Provided text
[start]

One group that has demonstrated a proficiency for temporal flexibility is the thousands of Mexicans who live in Tijuana but commute daily to jobs on the California side of the border. Psychologist Vicente Lopez, director of the library and an instructor in the Communications Department at the University of Mayab in Merida, Mexico, considers himself typical (temporally, at least) of this group. Lopez spent five years making the Tijuana-to-San Diego commute. He says that each time he crossed the border, it felt like a button was pushed inside him. When entering the United States, he felt his whole being switch to rapid clock-time mode: he would walk faster, drive faster, talk faster, meet deadlines. When returning home, his body would relax and slow the moment he saw the Mexican customs agent. "There is a large group of people like me who move back and forth between the times" Lopez observes. Many, he believes, insist on keeping their homes on the Mexican side precisely because of its slower pace of life.
Lopez proves that people can master unfamiliar time patterns. Of course, most intercultural travelers would prefer to avoid the five years of on-site mistakes that Lopez endured before achieving multitemporal proficiency. Could it be possible to formally teach the fundamentals of another culture's time sense, in the same way people learn other spoken languages?
In Israel--perhaps the one country today that can match the demographic diversity of the United States--psychologists Ephraim Ben-Baruch, Zipora Melitz, and their colleagues at the University of Ben-Gurion in the Negev, have reported success with an elaborate set of time-teaching exercises they have designed to train children from third-world cultures to adapt to Israel's mainstream pace of life. Their program consists of 20 wide-ranging activities that teach 8 basic time concepts. By preparing children to deal with ideas like time limitations, the value of time, and the desirability of efficiency, they help them understand that in their new culture, anyone who fails to master the clock may be labeled a failure.

[end]

Dataset extract
[start]

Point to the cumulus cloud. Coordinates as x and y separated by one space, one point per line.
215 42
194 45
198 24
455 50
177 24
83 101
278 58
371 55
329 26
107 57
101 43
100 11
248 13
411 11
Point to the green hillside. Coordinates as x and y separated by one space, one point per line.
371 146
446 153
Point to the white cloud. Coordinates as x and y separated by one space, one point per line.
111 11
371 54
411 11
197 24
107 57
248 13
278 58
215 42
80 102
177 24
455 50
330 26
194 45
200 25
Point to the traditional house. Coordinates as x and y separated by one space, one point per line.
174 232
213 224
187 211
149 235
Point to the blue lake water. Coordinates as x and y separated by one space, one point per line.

[end]
[start]

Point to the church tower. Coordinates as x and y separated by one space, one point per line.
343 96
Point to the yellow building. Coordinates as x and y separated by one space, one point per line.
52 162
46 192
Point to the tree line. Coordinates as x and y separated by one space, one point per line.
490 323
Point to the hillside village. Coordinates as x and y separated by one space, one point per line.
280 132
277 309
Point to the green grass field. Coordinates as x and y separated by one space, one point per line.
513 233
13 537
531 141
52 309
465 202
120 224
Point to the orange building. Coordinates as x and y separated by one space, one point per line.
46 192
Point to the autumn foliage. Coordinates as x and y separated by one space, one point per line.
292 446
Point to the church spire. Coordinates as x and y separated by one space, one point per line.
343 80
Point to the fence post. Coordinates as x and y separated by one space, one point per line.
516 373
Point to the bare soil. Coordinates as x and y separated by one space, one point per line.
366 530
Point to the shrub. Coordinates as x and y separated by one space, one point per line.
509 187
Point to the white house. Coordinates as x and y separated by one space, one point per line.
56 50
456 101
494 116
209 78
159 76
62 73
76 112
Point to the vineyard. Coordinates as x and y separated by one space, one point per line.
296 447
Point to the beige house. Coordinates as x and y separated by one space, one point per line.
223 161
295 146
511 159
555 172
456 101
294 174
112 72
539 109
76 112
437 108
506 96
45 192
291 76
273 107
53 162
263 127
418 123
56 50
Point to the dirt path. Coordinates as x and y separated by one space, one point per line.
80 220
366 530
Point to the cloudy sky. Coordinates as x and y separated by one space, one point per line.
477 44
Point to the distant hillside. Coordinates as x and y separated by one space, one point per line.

[end]
[start]

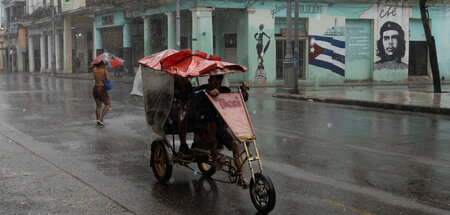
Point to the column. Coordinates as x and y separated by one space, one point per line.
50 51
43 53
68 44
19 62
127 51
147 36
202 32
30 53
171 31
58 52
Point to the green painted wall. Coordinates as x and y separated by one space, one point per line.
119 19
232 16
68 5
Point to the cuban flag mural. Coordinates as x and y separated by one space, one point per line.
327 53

[end]

Your tasks
A – According to the passage on cultural time sense, how many years did Vicente Lopez make the Tijuana-to-San Diego commute?
B – Please reproduce the part of the passage on cultural time sense from "Lopez proves that" up to and including "other spoken languages?", word for word.
C – Write a continuation of the passage on cultural time sense, starting after its last sentence.

Per-task outputs
A – Five years.

B –
Lopez proves that people can master unfamiliar time patterns. Of course, most intercultural travelers would prefer to avoid the five years of on-site mistakes that Lopez endured before achieving multitemporal proficiency. Could it be possible to formally teach the fundamentals of another culture's time sense, in the same way people learn other spoken languages?

C –
EIGHT LESSONS
The programs devised by Norton and Ben-Baruch target people preparing for encounters with faster cultures. But what if you are moving in the opposite temporal direction, from fast to slow? What lessons can we offer a sojourner from a "time is money" culture, like the United States, to help them adapt to the time sense of Vicente Lopez's Mexico? Here are a few lessons for clock timers who wish to understand the temporal logic of slower cultures.
Lesson 1: Punctuality. Learn to translate appointment times. What is the appropriate time to arrive for an appointment with a professor? With a government official? For a party? When should you expect others to show up, if at all?
Should we expect our hosts to be upset if we arrive late--or promptly? Are people expected to assume responsibility for their lateness?
Many of these cultural rules can be taught. Sojourners should seek guidance about the expected ranges of promptness, for the sorts of situations they are likely to encounter. You can learn to translate hora ingles into time frames like hora mexicano, hora brasileiro, Indian Time, and rubber time. You can be prepared beforehand for the sort of critical situations that are likely to occur when your conceptions of punctuality are at odds with those of your hosts.
You can also be taught a culture's customs for making and keeping appointments. The fundamental cultural clash here often comes down to what is more important: accurate information and facts or people's feelings? Missing an appointment is simply a severe case of lateness, a well-accepted Brazilian behavior. And in Brazil, people's feelings are more important than accurate information.